### REQUIREMENT
Arrange the entries below as a Markdown table with two columns, Number and Text. Give each line its own numbered row and omit any blank lines.

### INPUT RECORDS
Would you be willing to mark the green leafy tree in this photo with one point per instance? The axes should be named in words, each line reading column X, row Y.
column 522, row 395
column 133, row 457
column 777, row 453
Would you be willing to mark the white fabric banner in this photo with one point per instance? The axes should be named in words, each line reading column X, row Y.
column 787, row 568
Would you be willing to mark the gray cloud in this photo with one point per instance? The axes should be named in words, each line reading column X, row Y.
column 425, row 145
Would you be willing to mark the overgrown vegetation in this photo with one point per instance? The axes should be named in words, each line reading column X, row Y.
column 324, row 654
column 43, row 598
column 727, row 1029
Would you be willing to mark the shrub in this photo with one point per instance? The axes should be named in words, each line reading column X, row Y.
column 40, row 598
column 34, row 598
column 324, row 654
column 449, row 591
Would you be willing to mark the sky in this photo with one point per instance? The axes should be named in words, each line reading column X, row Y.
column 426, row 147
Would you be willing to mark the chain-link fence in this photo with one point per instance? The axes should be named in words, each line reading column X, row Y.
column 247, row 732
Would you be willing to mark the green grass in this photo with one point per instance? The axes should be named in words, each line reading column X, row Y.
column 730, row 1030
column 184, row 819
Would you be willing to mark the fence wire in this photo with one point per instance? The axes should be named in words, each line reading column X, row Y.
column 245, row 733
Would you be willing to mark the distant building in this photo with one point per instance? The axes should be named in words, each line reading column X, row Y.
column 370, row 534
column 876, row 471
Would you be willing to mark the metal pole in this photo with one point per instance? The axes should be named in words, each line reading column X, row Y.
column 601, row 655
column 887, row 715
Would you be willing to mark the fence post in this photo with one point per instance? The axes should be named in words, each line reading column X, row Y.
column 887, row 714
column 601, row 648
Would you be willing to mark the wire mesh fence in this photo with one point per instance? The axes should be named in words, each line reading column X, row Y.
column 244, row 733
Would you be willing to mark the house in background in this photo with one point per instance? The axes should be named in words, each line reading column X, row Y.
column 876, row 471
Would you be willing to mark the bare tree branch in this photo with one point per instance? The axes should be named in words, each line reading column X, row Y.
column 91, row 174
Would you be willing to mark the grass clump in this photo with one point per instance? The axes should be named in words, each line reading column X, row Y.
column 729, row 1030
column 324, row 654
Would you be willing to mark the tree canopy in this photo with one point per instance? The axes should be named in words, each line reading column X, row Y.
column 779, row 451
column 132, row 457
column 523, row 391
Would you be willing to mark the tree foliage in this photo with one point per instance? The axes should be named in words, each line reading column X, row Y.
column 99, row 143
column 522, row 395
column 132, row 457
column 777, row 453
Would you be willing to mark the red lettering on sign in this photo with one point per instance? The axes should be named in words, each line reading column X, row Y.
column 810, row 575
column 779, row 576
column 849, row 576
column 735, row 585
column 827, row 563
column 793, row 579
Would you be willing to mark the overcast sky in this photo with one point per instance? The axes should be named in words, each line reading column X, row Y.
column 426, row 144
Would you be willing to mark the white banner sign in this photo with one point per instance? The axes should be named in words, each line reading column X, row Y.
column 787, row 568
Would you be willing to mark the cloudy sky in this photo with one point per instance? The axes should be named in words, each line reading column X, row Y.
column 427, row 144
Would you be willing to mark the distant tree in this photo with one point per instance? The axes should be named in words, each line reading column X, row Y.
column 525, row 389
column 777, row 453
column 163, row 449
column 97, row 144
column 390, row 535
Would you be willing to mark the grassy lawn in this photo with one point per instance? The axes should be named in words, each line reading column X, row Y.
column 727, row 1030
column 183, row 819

### RESPONSE TO THIS EXERCISE
| Number | Text |
|---|---|
| 1 | Would you be willing to mark the green leafy tree in this photo with one point per instance? The axes should be named in words, each line reading column X, row Y. |
| 2 | column 522, row 395 |
| 3 | column 133, row 457 |
| 4 | column 777, row 453 |
| 5 | Would you be willing to mark the white fabric banner in this photo with one point per instance? The axes should be named in words, each line reading column X, row Y. |
| 6 | column 787, row 568 |
| 7 | Would you be willing to mark the gray cloud in this photo with one point per instance? The axes should be named in words, each line reading column X, row Y. |
| 8 | column 425, row 145 |
| 9 | Would you be willing to mark the overgrown vegetation in this photo with one point per instance? The axes should be named in words, each line reading column X, row Y. |
| 10 | column 324, row 654 |
| 11 | column 43, row 598 |
| 12 | column 727, row 1029 |
| 13 | Would you be willing to mark the shrub in this photo with one point per instance? The axes should be named in words, each line reading column X, row Y. |
| 14 | column 40, row 598 |
| 15 | column 34, row 598 |
| 16 | column 324, row 654 |
| 17 | column 449, row 591 |
| 18 | Would you be willing to mark the sky in this photo with one point per instance? The axes should be named in words, each line reading column X, row Y. |
| 19 | column 426, row 147 |
| 20 | Would you be willing to mark the chain-link fence in this photo with one point per instance? The axes should be named in words, each line reading column X, row Y. |
| 21 | column 247, row 732 |
| 22 | Would you be willing to mark the green grass in this photo with one point per instance? The axes should be named in words, each line reading column X, row Y. |
| 23 | column 730, row 1030 |
| 24 | column 184, row 819 |
| 25 | Would you be willing to mark the fence wire in this photo with one point per instance? The axes should be named in words, each line reading column X, row Y. |
| 26 | column 245, row 733 |
| 27 | Would you be willing to mark the distant building in this photo with one point per instance? The axes should be named in words, each line reading column X, row Y. |
| 28 | column 370, row 534 |
| 29 | column 876, row 471 |
| 30 | Would you be willing to mark the metal pole in this photo with one point per instance? The axes should be named in words, each line reading column X, row Y. |
| 31 | column 601, row 655 |
| 32 | column 887, row 715 |
| 33 | Would you be willing to mark the fence post in this photo with one point per instance? The axes should be named in words, each line reading column X, row Y. |
| 34 | column 887, row 714 |
| 35 | column 601, row 648 |
| 36 | Would you be willing to mark the wire mesh fence in this photo with one point per instance? The axes should be named in words, each line reading column X, row Y. |
| 37 | column 244, row 733 |
| 38 | Would you be willing to mark the house in background in this photo with one point per instance? The axes should be named in words, each line reading column X, row Y. |
| 39 | column 876, row 471 |
| 40 | Would you be willing to mark the bare tree branch in this photo with one point per instance? The axes should be named in words, each line reading column X, row Y. |
| 41 | column 91, row 174 |
| 42 | Would you be willing to mark the grass clump in this photo with one point per instance? The axes should be named in words, each line reading column X, row Y. |
| 43 | column 729, row 1030 |
| 44 | column 324, row 654 |
| 45 | Would you be willing to mark the tree canopy in this photo with one point per instance? The axes should be named in words, each line reading column X, row Y. |
| 46 | column 779, row 451 |
| 47 | column 132, row 457 |
| 48 | column 523, row 391 |
| 49 | Would you be willing to mark the tree foliage in this photo with one point per instance? The axes should be named in words, each line reading column X, row Y. |
| 50 | column 99, row 143 |
| 51 | column 522, row 395 |
| 52 | column 132, row 457 |
| 53 | column 777, row 453 |
| 54 | Would you be willing to mark the red lettering on sign in this photo with one point per instance? The axes should be named in words, each line reading column X, row Y. |
| 55 | column 810, row 575 |
| 56 | column 779, row 576 |
| 57 | column 849, row 576 |
| 58 | column 735, row 585 |
| 59 | column 827, row 563 |
| 60 | column 793, row 579 |
| 61 | Would you be willing to mark the overcast sky in this photo with one point per instance? The axes should be named in words, each line reading column X, row Y. |
| 62 | column 426, row 144 |
| 63 | Would you be willing to mark the white banner sign in this photo with one point per instance? The axes should be named in words, each line reading column X, row Y. |
| 64 | column 787, row 568 |
| 65 | Would you be willing to mark the cloudy sky in this photo with one point per instance? The axes should be named in words, each line reading column X, row Y. |
| 66 | column 427, row 144 |
| 67 | Would you be willing to mark the distant tree in this photo with one point per instance? The axes should be named in words, each line reading column X, row Y. |
| 68 | column 525, row 389 |
| 69 | column 777, row 453 |
| 70 | column 163, row 449 |
| 71 | column 97, row 144 |
| 72 | column 390, row 535 |
| 73 | Would you be willing to mark the grassy lawn in this photo with one point per instance? The axes should be named in words, each line reading column X, row Y. |
| 74 | column 727, row 1030 |
| 75 | column 183, row 819 |